Work required.
The records below hold pictures; please leave those out and retype the rest exactly.

(Stored data entries)
►

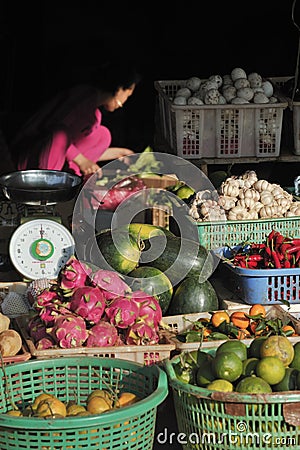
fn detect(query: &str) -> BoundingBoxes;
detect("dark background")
[0,1,300,172]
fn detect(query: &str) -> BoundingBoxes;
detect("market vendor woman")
[10,60,141,177]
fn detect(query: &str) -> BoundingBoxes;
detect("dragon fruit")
[92,269,131,300]
[51,314,89,348]
[58,256,92,295]
[130,290,162,330]
[105,297,139,329]
[69,286,106,324]
[125,321,160,345]
[27,315,52,342]
[86,321,122,347]
[38,304,72,326]
[35,336,56,350]
[33,288,61,310]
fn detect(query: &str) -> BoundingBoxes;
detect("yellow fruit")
[36,397,67,418]
[213,351,243,382]
[260,335,294,367]
[211,311,230,328]
[86,389,113,407]
[86,397,112,414]
[6,410,22,417]
[116,392,139,408]
[255,356,286,385]
[236,376,272,394]
[175,185,195,200]
[32,393,56,411]
[249,304,266,318]
[67,404,87,416]
[230,311,250,330]
[206,379,233,392]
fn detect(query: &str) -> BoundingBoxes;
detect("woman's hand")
[73,153,102,177]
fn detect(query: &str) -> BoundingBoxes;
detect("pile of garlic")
[173,68,280,106]
[189,170,300,222]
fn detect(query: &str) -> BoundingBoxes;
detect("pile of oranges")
[193,304,299,341]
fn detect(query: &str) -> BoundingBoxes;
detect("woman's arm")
[98,147,134,161]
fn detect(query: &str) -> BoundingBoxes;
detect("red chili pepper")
[290,238,300,246]
[286,245,300,255]
[280,242,293,256]
[274,232,285,248]
[267,229,276,244]
[271,250,282,269]
[247,254,264,261]
[284,259,291,268]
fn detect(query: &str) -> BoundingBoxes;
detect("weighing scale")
[0,170,82,281]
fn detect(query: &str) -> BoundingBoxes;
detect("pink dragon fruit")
[69,286,106,324]
[125,321,160,345]
[131,290,162,330]
[51,314,89,348]
[27,315,52,342]
[38,304,72,326]
[35,336,56,350]
[92,269,131,300]
[105,297,139,329]
[58,256,92,295]
[86,321,122,347]
[33,288,61,310]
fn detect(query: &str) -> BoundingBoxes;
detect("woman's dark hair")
[90,58,141,95]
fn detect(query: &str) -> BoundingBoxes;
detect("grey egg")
[186,77,202,92]
[248,72,263,88]
[237,87,254,101]
[175,87,192,98]
[234,78,250,89]
[173,96,187,105]
[204,88,220,104]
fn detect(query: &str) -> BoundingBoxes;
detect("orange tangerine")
[281,325,297,336]
[249,304,266,318]
[211,311,230,328]
[249,321,265,336]
[230,311,250,330]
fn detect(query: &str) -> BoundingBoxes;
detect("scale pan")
[0,170,82,205]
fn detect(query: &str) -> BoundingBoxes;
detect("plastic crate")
[155,79,288,159]
[220,258,300,305]
[195,216,300,250]
[165,353,300,450]
[163,305,300,351]
[269,76,300,155]
[16,315,175,366]
[0,356,168,450]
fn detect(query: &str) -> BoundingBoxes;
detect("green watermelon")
[167,277,219,315]
[89,230,142,274]
[129,266,173,315]
[140,234,214,285]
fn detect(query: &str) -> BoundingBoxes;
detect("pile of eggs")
[173,67,279,106]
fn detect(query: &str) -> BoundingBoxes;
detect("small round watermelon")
[167,277,219,315]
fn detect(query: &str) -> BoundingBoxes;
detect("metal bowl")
[0,170,82,205]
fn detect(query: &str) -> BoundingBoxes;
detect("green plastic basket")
[196,216,300,250]
[0,357,168,450]
[165,354,300,450]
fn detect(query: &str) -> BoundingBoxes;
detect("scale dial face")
[9,219,75,280]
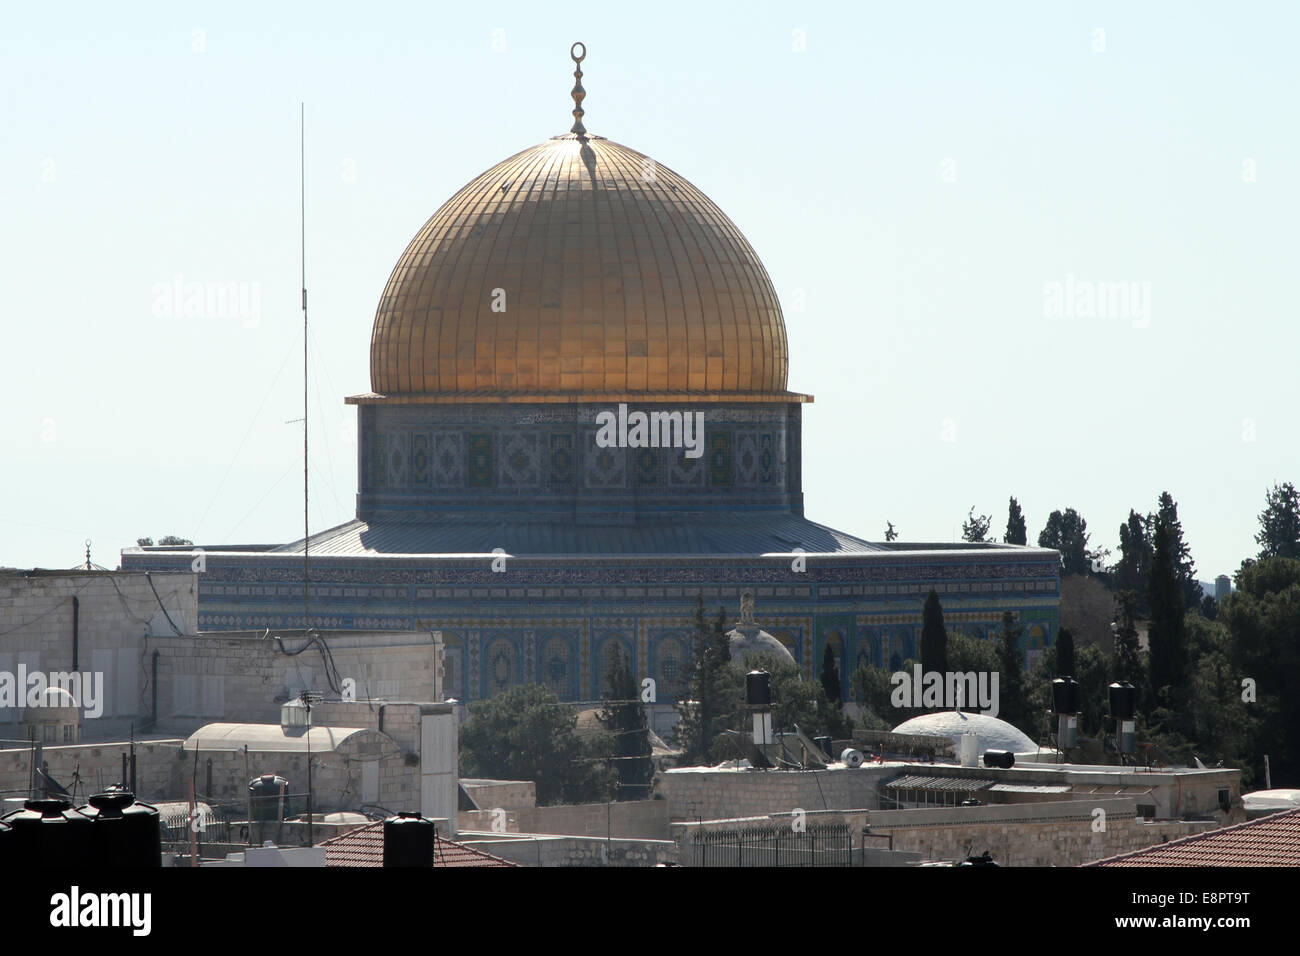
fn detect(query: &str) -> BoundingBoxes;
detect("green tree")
[946,630,1000,677]
[460,683,611,805]
[1154,492,1202,609]
[962,507,992,543]
[1147,514,1189,719]
[997,611,1028,733]
[884,522,898,542]
[1115,510,1152,613]
[1182,611,1256,782]
[849,664,896,731]
[1003,497,1027,545]
[597,643,653,801]
[1111,589,1147,704]
[1072,644,1111,737]
[1221,557,1300,786]
[1037,508,1094,575]
[734,652,852,743]
[136,537,153,547]
[1255,481,1300,560]
[672,595,733,764]
[1027,642,1111,738]
[157,535,194,546]
[920,589,948,676]
[1055,627,1075,678]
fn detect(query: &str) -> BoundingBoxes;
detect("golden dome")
[365,134,794,401]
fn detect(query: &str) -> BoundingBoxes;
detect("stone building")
[0,568,197,742]
[121,45,1061,734]
[0,569,446,747]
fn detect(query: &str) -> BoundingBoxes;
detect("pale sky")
[2,1,1295,580]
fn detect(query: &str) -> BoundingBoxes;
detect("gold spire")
[569,41,587,137]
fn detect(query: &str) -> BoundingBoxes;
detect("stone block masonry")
[865,798,1219,867]
[657,765,898,821]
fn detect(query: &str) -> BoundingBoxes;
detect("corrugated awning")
[988,783,1072,794]
[884,775,997,792]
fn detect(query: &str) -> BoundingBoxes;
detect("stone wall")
[149,630,444,737]
[0,570,197,741]
[190,728,415,815]
[459,798,670,840]
[457,834,678,867]
[669,808,872,866]
[866,798,1220,866]
[0,570,446,744]
[663,801,1220,867]
[0,738,186,804]
[657,766,896,821]
[460,778,537,811]
[0,722,424,816]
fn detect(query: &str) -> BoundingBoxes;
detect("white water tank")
[960,731,979,767]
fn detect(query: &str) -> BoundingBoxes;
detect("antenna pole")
[301,102,311,631]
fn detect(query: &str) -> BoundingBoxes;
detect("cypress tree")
[820,644,841,702]
[598,643,653,801]
[1147,516,1188,709]
[1154,492,1202,609]
[997,611,1026,731]
[1004,497,1027,545]
[1116,510,1152,614]
[672,595,732,764]
[1112,589,1146,703]
[1055,627,1075,678]
[920,589,948,677]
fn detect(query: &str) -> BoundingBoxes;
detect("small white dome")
[892,711,1038,755]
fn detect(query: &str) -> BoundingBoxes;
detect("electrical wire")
[145,572,185,636]
[193,329,303,538]
[271,631,342,694]
[221,461,297,543]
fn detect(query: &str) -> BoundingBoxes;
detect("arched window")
[483,638,517,698]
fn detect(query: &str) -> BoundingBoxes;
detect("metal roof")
[182,723,373,753]
[884,775,997,792]
[270,513,886,558]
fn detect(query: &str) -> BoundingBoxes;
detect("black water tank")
[383,813,434,867]
[1108,681,1137,720]
[982,750,1015,769]
[745,670,772,708]
[1052,677,1080,715]
[80,790,162,868]
[1,799,94,868]
[248,774,290,822]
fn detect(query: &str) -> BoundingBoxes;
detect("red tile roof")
[319,821,517,868]
[1085,808,1300,867]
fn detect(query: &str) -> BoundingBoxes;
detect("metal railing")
[692,823,853,867]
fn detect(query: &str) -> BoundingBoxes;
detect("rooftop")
[319,821,517,868]
[1085,808,1300,867]
[182,723,377,753]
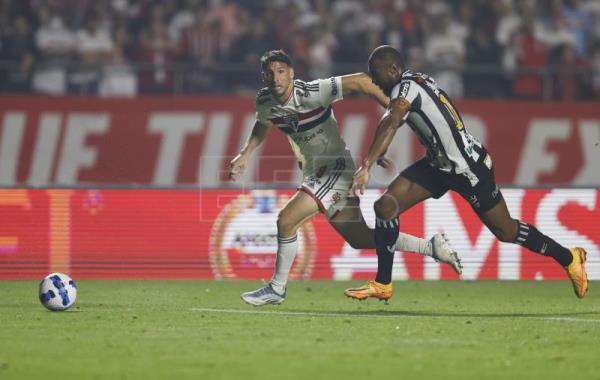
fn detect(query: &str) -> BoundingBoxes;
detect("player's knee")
[347,238,369,250]
[374,196,399,220]
[276,211,298,236]
[491,223,517,243]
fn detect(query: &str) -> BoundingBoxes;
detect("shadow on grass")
[292,309,600,319]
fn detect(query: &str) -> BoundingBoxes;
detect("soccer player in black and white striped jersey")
[345,45,588,301]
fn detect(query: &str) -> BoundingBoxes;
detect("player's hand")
[351,165,370,197]
[228,153,247,181]
[376,156,395,170]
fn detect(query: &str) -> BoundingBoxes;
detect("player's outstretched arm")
[341,73,390,108]
[229,120,273,181]
[363,98,409,168]
[351,98,409,196]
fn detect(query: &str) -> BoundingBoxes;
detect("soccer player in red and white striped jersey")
[229,50,462,306]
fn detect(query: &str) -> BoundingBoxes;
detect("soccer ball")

◄

Exercise result.
fn detect(query: &str) -> BoundingBoxes;
detect("dark background")
[0,1,300,172]
fn detect(query: &str) -> BoundingBoxes;
detect("market vendor woman")
[10,60,141,177]
fn detect(query: &str) -> BoundingBoxes;
detect("dragon fruit")
[92,269,131,300]
[51,314,89,348]
[58,256,92,295]
[130,290,162,330]
[105,297,139,329]
[69,286,106,324]
[125,321,160,345]
[27,315,52,342]
[86,321,122,347]
[38,304,72,326]
[35,336,56,350]
[33,288,61,310]
fn detect(query: &str) -> BoundingBoxes;
detect("yellow fruit")
[36,397,67,418]
[213,351,243,382]
[260,335,294,367]
[211,311,230,328]
[86,389,113,407]
[86,397,112,414]
[6,410,22,417]
[116,392,139,408]
[255,356,286,385]
[236,376,272,394]
[175,185,195,200]
[32,393,56,411]
[249,304,266,318]
[67,404,87,416]
[230,311,250,330]
[206,379,233,392]
fn detect(query: &str) -> BoundingBoxes;
detect("woman's hand")
[73,153,102,177]
fn detect(query: &str) -> BoundingBoxes;
detect("pile of garlic")
[173,68,280,106]
[189,170,300,222]
fn detect(query: &str) -> BoundingBoxes;
detect("pile of oranges")
[193,304,299,341]
fn detect(query: &str) -> BoundingBoxes;
detect("woman's arm")
[98,147,134,161]
fn detect(query: &str) -> BoundingBoxes;
detect("red chili pepper")
[290,238,300,246]
[286,245,300,255]
[280,242,293,256]
[274,232,285,248]
[267,229,276,244]
[271,250,282,269]
[247,254,264,261]
[284,259,291,268]
fn detect(query: &str) -> BoundingBoxes;
detect("weighing scale")
[0,170,82,281]
fn detect(query: &str) -> BoundingBoxes;
detect("pink dragon fruit")
[69,286,106,324]
[125,321,160,345]
[131,290,162,330]
[51,314,89,348]
[27,315,52,342]
[38,304,72,326]
[35,336,56,350]
[92,269,131,300]
[105,297,139,329]
[58,256,92,295]
[86,321,122,347]
[33,288,61,310]
fn detect(query: &str) -> BoundingBoxes;
detect("woman's dark hair")
[90,58,141,95]
fn detect(query: &str) -> BoundingBoxes;
detect("grey egg")
[186,77,202,92]
[248,72,263,88]
[237,87,254,101]
[175,87,192,98]
[234,78,250,89]
[173,96,187,105]
[204,88,220,104]
fn detect(query: &str) -> BoundingBoxes;
detect("orange tangerine")
[281,325,297,336]
[249,304,266,318]
[211,311,230,328]
[249,321,265,336]
[230,311,250,330]
fn detect(query: &str) -> BoundingBoxes;
detect("scale pan")
[0,170,82,205]
fn detect(query: &str) -> BoundingBoxes;
detect("plastic crate")
[155,79,288,159]
[220,258,300,305]
[195,216,300,250]
[165,353,300,450]
[163,305,300,351]
[269,76,300,155]
[16,315,175,366]
[0,356,168,450]
fn detect(query: &str) -> BoundingBoxes;
detect("green watermelon")
[167,277,219,315]
[89,230,142,274]
[129,266,173,315]
[140,234,214,285]
fn detect(query: &str) -> BoundingBoxes;
detect("pile of eggs")
[173,67,279,106]
fn detect(query: &str) -> BoundingBoxes;
detect("small round watermelon")
[167,277,219,315]
fn detect(query: &str) -> BoundingBoxes;
detect("metal bowl")
[0,170,82,205]
fn detect(query: &str) -> BoundingBoxes;
detect("green plastic basket")
[196,216,300,250]
[0,357,168,450]
[165,354,300,450]
fn detect(query: &str) -> BoundingBoxes;
detect("scale dial face")
[9,219,75,280]
fn detect(query: &str) -> BoundingBoxes;
detect("green tree")
[946,630,1000,677]
[460,683,611,805]
[1154,492,1202,609]
[962,507,992,543]
[1147,514,1189,719]
[997,611,1028,733]
[884,522,898,542]
[1115,510,1152,613]
[1182,611,1256,782]
[849,664,896,731]
[1003,497,1027,545]
[597,643,653,801]
[1111,589,1147,704]
[1072,644,1111,737]
[1221,557,1300,786]
[1037,508,1094,575]
[734,652,852,743]
[136,537,153,547]
[1255,481,1300,560]
[672,595,733,764]
[1027,642,1111,738]
[157,535,194,546]
[920,589,948,676]
[1055,627,1075,678]
fn detect(query: &str) -> BoundingBoxes;
detect("golden dome")
[365,134,794,401]
fn detect(query: &str) -> BoundingBoxes;
detect("stone building")
[0,568,197,742]
[121,45,1061,734]
[0,569,446,747]
fn detect(query: &str) -> BoundingBoxes;
detect("pale sky")
[2,1,1295,580]
fn detect(query: &str) -> BoundingBoxes;
detect("gold spire")
[569,41,587,137]
fn detect(query: &str) -> BoundingBoxes;
detect("stone block masonry")
[865,798,1219,867]
[657,765,898,821]
fn detect(query: &str) -> BoundingBoxes;
detect("corrugated awning")
[988,783,1072,794]
[884,775,997,792]
fn detect(query: &str) -> BoundingBoxes;
detect("stone wall")
[149,630,444,737]
[0,570,197,741]
[190,728,415,815]
[459,798,670,840]
[457,834,678,867]
[669,808,872,866]
[866,798,1220,866]
[0,570,446,744]
[663,801,1220,867]
[0,738,186,804]
[657,766,896,821]
[460,778,537,811]
[0,722,424,816]
fn detect(query: &str) -> BoundingBoxes;
detect("white water tank")
[960,731,979,767]
fn detect(query: &str) -> BoundingBoxes;
detect("antenna pole")
[301,102,311,631]
fn detect(query: &str) -> BoundingBoxes;
detect("cypress tree")
[820,644,841,702]
[598,643,653,801]
[1147,516,1188,709]
[1154,492,1202,609]
[997,611,1026,731]
[1004,497,1027,545]
[1116,510,1152,614]
[672,595,732,764]
[1112,589,1146,703]
[1055,627,1075,678]
[920,589,948,677]
fn detect(query: &str) -> BoundingBoxes;
detect("small white dome")
[892,711,1038,755]
fn detect(query: &str) -> BoundingBoxes;
detect("electrical wire")
[145,572,185,636]
[193,329,303,538]
[271,631,342,694]
[221,461,297,543]
fn detect(query: &str) -> BoundingBoxes;
detect("arched window")
[483,638,517,698]
fn detect(query: &str) -> BoundingBoxes;
detect("metal roof")
[182,723,373,753]
[884,775,997,792]
[270,513,886,558]
fn detect(query: &str) -> BoundingBoxes;
detect("black water tank")
[383,813,434,867]
[1108,681,1137,720]
[982,750,1015,769]
[745,670,772,708]
[1052,677,1080,715]
[80,790,162,868]
[1,799,94,868]
[248,774,290,822]
fn detect(query: &str) -> BoundingBoxes;
detect("red tile roof")
[319,821,517,868]
[1085,808,1300,867]
fn detect(query: &str) -> BoundingBoxes;
detect("metal railing")
[692,823,853,867]
fn detect(query: &str) -> BoundingBoxes;
detect("rooftop")
[319,821,517,868]
[1085,808,1300,867]
[182,723,377,753]
fn detect(query: &str) -> BoundingBoxes;
detect("player's knee")
[347,238,369,250]
[374,196,399,220]
[276,211,298,236]
[491,223,517,243]
fn detect(query: &str) -> BoundingBoxes;
detect("shadow on grass")
[292,309,600,319]
fn detect(query: &str) -> BoundingBoxes;
detect("soccer player in black and white striped jersey")
[345,45,588,301]
fn detect(query: &str) -> BoundingBoxes;
detect("player's hand")
[351,165,370,197]
[228,153,247,181]
[376,156,395,170]
fn detect(query: &str) -> BoundingBoxes;
detect("player's outstretched arm")
[341,73,390,108]
[229,120,273,181]
[363,98,409,168]
[351,98,409,196]
fn detect(query: &str) -> BoundingBoxes;
detect("soccer player in red and white striped jersey")
[229,50,462,306]
fn detect(query: &str) -> BoundingBoxes;
detect("soccer ball")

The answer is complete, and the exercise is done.